Extrait de page
::::

Qui était inhumé dans l'église ?

Un enterrement dans l'église correspondait à un privilège en permettant de «reposer plus près de Dieu». Mais une sépulture dans l'église était-elle réservée aux familles nobles? Etait-ce un privilège lié au nom ou à la fonction? Pouvait-on acquérir ce droit ? Le relevé des registres paroissiaux permet de répondre à ces questions.
Prenons l'exemple de l'année 1700 :
on trouve un enfant de la famille POURQUERY, une grande famille présente à Liorac, Guillen ROUDIER, le maréchal ferrant enterré sous le clocher de l'église (ce n'était pas la "meilleure place", mais c'était dans l'église!), Pierre PLAZIAS, un habitant du bourg de Liorac, travailleur de terre, qui fut un temps marguiller et très souvent témoin lors des cérémonies et Thonie CHASSAIGNE, une femme âgée, veuve de Pierre Chassaigne, laboureur à Filolie (cette famille a abrité dans certaines branches un notaire royal et un sergent royal)

::::

Consigne de travail A
Reproduisez le passage du texte sur les inhumations dans l'église, de « Un enterrement dans » à « à ces questions. ».
Consigne de travail B
Dressez la liste des personnes inhumées dans l'église en 1700 que cite le texte sur les inhumations dans l'église.

Extraits de données
::::

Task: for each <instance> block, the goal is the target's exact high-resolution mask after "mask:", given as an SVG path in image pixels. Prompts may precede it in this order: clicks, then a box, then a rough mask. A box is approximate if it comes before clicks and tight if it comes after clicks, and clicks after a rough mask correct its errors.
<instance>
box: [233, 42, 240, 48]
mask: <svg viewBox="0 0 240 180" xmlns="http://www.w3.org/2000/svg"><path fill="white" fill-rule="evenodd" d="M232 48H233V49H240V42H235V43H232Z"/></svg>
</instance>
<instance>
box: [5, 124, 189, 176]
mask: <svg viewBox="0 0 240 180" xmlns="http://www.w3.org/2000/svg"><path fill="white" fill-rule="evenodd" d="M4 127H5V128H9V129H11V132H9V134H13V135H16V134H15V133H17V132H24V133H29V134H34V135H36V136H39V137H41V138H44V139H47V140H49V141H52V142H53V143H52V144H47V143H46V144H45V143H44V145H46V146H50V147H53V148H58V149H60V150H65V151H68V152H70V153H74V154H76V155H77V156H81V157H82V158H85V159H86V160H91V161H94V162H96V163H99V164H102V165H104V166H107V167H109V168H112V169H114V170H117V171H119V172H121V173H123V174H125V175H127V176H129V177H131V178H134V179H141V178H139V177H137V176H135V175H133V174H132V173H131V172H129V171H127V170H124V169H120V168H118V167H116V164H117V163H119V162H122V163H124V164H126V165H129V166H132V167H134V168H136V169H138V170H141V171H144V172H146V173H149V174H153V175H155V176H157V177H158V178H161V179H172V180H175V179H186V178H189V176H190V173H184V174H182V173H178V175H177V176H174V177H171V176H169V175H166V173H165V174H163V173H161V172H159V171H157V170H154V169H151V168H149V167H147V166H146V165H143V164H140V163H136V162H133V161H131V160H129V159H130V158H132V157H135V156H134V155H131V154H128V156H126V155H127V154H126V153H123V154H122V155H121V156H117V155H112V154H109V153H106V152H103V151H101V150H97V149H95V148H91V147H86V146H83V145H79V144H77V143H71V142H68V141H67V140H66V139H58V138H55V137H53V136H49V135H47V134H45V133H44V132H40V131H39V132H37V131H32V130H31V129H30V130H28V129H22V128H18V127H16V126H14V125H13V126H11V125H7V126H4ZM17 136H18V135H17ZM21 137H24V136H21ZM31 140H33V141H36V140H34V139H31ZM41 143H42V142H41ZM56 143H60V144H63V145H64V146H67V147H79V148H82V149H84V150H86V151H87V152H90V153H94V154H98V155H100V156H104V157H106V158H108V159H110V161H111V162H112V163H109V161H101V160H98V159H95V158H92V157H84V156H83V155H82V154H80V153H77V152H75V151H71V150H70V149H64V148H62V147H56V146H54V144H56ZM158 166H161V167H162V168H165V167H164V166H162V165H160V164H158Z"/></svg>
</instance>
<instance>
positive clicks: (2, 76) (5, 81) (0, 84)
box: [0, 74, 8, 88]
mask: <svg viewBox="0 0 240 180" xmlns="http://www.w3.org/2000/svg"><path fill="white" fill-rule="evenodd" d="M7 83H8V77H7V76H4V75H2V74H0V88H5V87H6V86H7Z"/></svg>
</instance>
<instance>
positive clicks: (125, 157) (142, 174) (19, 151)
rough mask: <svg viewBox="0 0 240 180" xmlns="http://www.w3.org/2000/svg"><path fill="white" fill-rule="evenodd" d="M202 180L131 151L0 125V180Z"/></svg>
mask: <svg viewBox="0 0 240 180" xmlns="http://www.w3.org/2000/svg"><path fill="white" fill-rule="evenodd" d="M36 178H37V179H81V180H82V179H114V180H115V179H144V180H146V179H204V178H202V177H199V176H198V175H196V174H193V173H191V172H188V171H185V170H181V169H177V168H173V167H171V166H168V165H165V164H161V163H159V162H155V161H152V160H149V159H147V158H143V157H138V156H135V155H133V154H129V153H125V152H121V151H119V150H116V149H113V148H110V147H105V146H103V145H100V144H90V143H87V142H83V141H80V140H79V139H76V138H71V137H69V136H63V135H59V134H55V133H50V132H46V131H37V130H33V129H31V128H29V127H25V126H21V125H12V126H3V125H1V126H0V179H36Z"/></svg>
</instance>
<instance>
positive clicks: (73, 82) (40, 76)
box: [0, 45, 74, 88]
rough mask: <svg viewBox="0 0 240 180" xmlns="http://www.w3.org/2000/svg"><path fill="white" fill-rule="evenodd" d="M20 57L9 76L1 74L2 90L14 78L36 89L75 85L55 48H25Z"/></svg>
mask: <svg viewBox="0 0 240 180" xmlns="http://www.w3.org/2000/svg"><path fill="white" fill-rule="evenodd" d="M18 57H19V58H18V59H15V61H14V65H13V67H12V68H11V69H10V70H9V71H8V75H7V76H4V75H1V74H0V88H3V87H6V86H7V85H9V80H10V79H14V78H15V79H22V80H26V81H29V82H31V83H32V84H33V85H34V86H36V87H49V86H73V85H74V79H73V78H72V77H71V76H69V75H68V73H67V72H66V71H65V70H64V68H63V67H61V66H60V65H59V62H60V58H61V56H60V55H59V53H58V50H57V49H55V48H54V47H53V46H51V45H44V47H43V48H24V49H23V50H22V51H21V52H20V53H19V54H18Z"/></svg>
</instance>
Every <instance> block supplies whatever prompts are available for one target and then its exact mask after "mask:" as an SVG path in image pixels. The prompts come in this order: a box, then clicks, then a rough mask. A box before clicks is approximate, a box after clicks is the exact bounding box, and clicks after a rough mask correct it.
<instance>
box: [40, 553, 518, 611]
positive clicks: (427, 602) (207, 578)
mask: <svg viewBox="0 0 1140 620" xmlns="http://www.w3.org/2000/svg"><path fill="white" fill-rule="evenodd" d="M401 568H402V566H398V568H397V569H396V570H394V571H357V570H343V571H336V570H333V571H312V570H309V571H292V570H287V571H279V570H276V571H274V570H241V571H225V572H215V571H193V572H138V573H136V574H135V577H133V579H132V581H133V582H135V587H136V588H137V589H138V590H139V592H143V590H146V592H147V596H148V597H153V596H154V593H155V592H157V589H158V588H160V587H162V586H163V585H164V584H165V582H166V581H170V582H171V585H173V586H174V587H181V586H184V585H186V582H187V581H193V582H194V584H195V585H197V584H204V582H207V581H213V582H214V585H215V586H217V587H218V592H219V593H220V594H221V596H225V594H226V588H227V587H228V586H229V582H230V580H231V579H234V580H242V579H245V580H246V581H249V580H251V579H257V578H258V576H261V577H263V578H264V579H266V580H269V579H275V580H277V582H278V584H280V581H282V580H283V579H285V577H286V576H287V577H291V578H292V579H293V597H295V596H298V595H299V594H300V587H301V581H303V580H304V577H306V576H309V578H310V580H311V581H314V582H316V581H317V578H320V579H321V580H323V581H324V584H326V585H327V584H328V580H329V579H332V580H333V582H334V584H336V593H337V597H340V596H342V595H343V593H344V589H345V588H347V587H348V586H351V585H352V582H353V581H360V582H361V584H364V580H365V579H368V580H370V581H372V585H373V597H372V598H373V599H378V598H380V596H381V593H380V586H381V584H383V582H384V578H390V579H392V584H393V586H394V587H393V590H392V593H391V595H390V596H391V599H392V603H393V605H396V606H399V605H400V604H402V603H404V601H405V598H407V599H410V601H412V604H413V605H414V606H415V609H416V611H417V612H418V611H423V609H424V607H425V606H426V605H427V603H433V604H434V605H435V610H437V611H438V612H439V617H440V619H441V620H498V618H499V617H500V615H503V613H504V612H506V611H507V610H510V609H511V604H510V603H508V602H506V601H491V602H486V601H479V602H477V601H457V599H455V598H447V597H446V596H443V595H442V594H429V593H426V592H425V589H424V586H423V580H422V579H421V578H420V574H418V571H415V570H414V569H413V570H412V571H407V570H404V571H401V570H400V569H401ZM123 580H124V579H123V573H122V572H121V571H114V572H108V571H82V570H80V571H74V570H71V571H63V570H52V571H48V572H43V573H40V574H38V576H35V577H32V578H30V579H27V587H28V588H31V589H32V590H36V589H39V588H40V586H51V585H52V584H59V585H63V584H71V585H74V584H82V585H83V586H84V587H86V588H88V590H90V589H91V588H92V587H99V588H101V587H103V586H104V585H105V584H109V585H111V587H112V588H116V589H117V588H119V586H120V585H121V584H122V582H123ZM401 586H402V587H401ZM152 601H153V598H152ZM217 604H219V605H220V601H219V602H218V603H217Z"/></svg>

::::

Réponse finale A
Un enterrement dans l'église correspondait à un privilège en permettant de «reposer plus près de Dieu». Mais une sépulture dans l'église était-elle réservée aux familles nobles? Etait-ce un privilège lié au nom ou à la fonction? Pouvait-on acquérir ce droit ? Le relevé des registres paroissiaux permet de répondre à ces questions.

Réponse finale B
- un enfant de la famille POURQUERY
- Guillen ROUDIER, le maréchal ferrant
- Pierre PLAZIAS, travailleur de terre
- Thonie CHASSAIGNE, veuve de Pierre Chassaigne